• _Provided passage_:
>>>
The simplest index-calculus attack on discrete logarithms is the following. You have a generator $g$, a target $y$ and a bunch of small primes $\ell_1, \dots, \ell_k$. The computation proceeds in three phases.

First generate lots of relations of the form $$g^{r_i} = \prod_j \ell_j^{s_{ij}}.$$

These relations give you a set of linear equations in $r_i$, $s_{ij}$ and unknown $\log_g \ell_j$. Solve this system for the unknown $log_g \ell_j$.

Now find one relation of the form $$y g^u = \prod_j \ell_j^{v_j}.$$ From this, the logarithm of $y$ is easily recovered.

The third phase is much, much cheaper than the two first phases. Notice also that the two first phases do not involve $y$, so when you want to compute the logarithms of multiple elements, you only have to repeat the third phase.

I believe these essential characteristics are shared with the more advanced d.log.algorithms, so the cost of computing $n$ logarithms is not $n$ times the cost of computing one logarithm, but merely somewhat larger than computing one logarithm.
<<<
• _What you will do_: Reproduce the index-calculus passage between "First generate lots" and "unknown $log_g \ell_j$.", inclusive.

• _Data_:
>>>
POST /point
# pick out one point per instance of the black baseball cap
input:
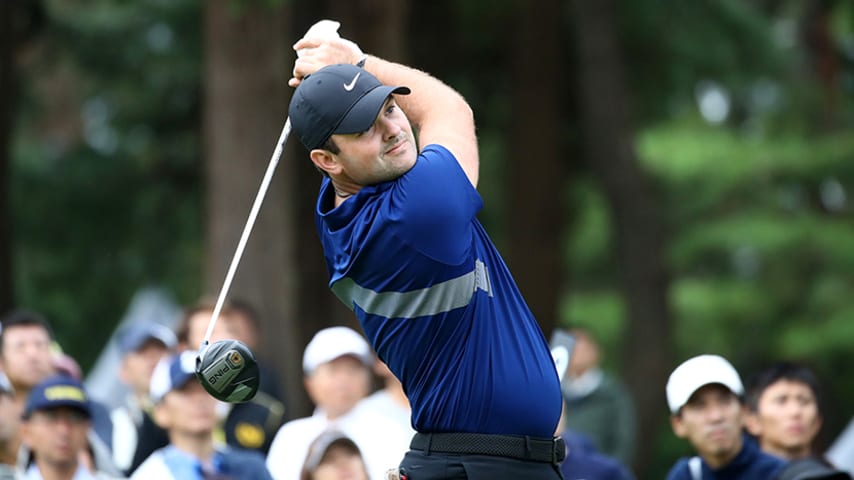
<<<
• _Exercise output_:
First generate lots of relations of the form $$g^{r_i} = \prod_j \ell_j^{s_{ij}}.$$

These relations give you a set of linear equations in $r_i$, $s_{ij}$ and unknown $\log_g \ell_j$. Solve this system for the unknown $log_g \ell_j$.